▸ **Text section**
****************************************
Dec 30 2005

Legal Warrantless Searches

Published by at 3:27 pm under All General Discussions,FISA-NSA

Here is a great discussion of legal warrantless searches, which combined with the basic fact the Constitution, and the powers it subscribes to the President, supercedes any legislation out of Congress (hing: FISA) results in a really bad year to come for the impeachment crazed left.

Several types of search and seizure have long been considered appropriate under the Fourth Amendment, even when not supported by warrant. In particular, the principle of “hot pursuit” has been applied, where, if the police are chasing a fugitive and they see him take refuge in your house, they can enter your house without a warrant and make an arrest. In addition, searches of your person and effects at airports, courthouses, and other public buildings are considered reasonable because of the security threat, and because you’re voluntarily entering the area that requires the search. So, warrantless searches are legal if they’re considered “reasonable.”

Now, if you re-read the Fourth Amendment, you’ll see that it applies to your “person, house, papers, and effects,” but not to your communications. However, in 1967, an activist Supreme Court twisted the constitution to make it say what they thought it should say. Since then, warrants are required for some wiretaps. It seems that the Supremes assumed that the Founding Fathers didn’t mention communications in the Fourth Amendment because there were no communications in 1789, not realizing that the Constitution expressly authorized Congress to set up the Post Office without making mail secure from government snooping. Be that as it may, in the 1967 case, the Supremes noted that warrant requirements do not apply to issues of national security.
****************************************
▸ **Dataset content**
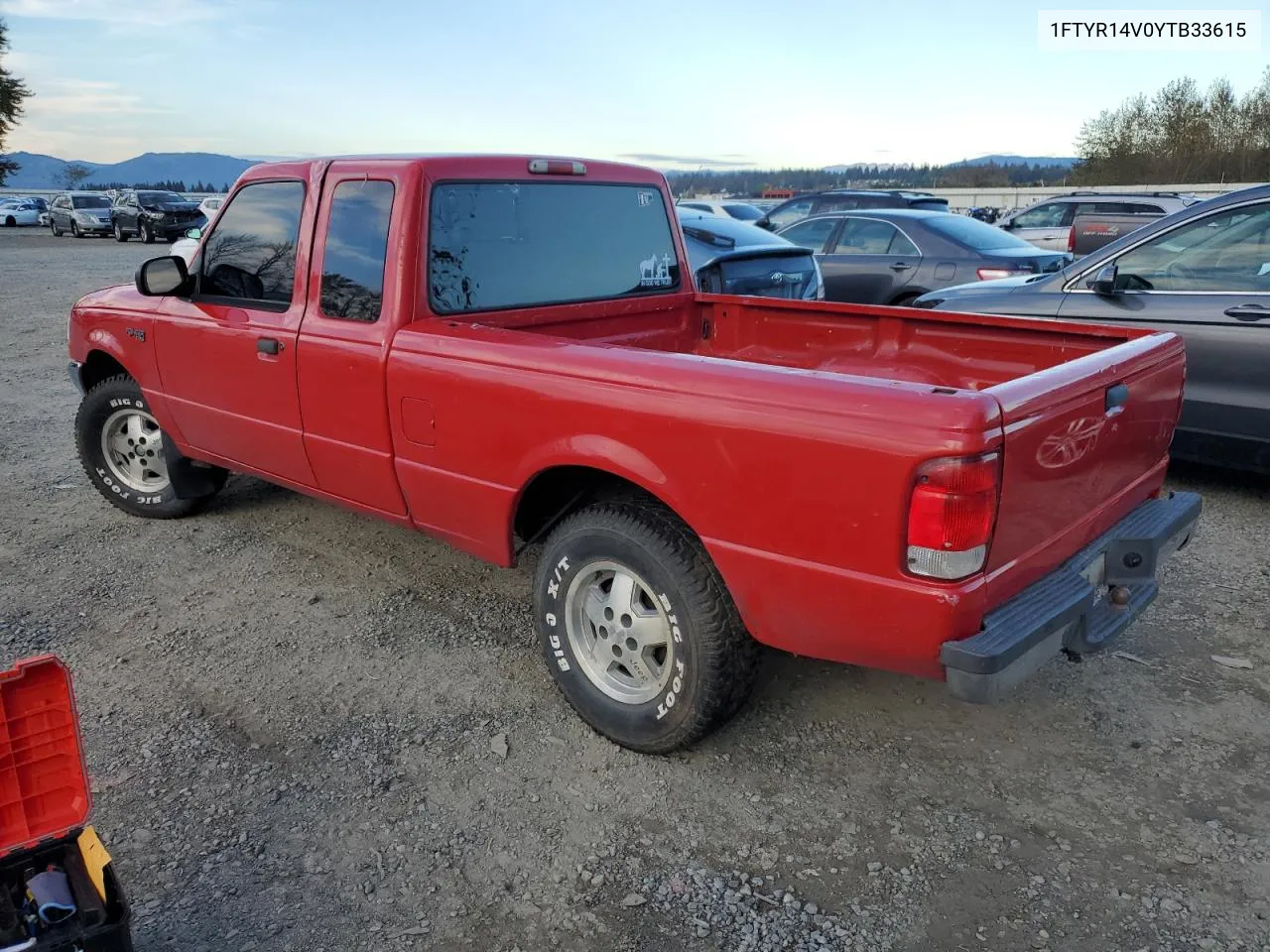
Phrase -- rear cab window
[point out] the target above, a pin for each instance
(500, 245)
****************************************
▸ **Brief 1**
Quote the warrantless searches post from "Dec 30 2005" up to and including "impeachment crazed left.".
▸ **Brief 2**
Write what comes next in the warrantless searches post, picking up after its final sentence.

▸ **Exercise output 1**
Dec 30 2005

Legal Warrantless Searches

Published by at 3:27 pm under All General Discussions,FISA-NSA

Here is a great discussion of legal warrantless searches, which combined with the basic fact the Constitution, and the powers it subscribes to the President, supercedes any legislation out of Congress (hing: FISA) results in a really bad year to come for the impeachment crazed left.

▸ **Exercise output 2**
Good stuff.

27 responses so far

27 Responses to “Legal Warrantless Searches”

  1. ReidBlog says:

    Yeesh! AJ — your links I’ll deal with, but Powerline? Hinderaker still thinks Bush got into the National Guard with no help from his family! Sorry, but that guys needs a diaper. The rest I don’t mind reading…

  2. sbd says:

    FBI Office of the General Counsel wrote:

    In the past, the FBI has encountered situations in which the holders of relevant records refused to produce them absent a subpoena or other compelling authority. When those records did not fit within the defined categories for National Security Letters or the four categories then defined in the FISA business records section, the FBI had no means of compelling production.

    Communication from the FBI Office of the General Counsel to All Divisions, New Legislation, Revisions to FCI/IT Legal Authorities, Foreign Intelligence Surveillance Act (Oct. 26, 2001), attached to Letter from Assistant Attorney General Bryant to Senator Feingold (Dec. 23, 2002), available at


  3. sbd says:

    Journal of National Security Law & Policy 2005
    1 J. Nat’l Security L. & Pol’y 37
    LENGTH: 18103 words

    Article: Counterintelligence and Access to Transactional Records: A Practical History of USA PATRIOT Act Section 215

    NAME: Michael J. Woods*

    BIO: * The author is a former chief of the FBI’s National Security Law Unit. He later served as Principal Legal Advisor to
    the National Counterintelligence Executive. The views expressed in this article are his own and do not necessarily reflect the position of any U.S. government component.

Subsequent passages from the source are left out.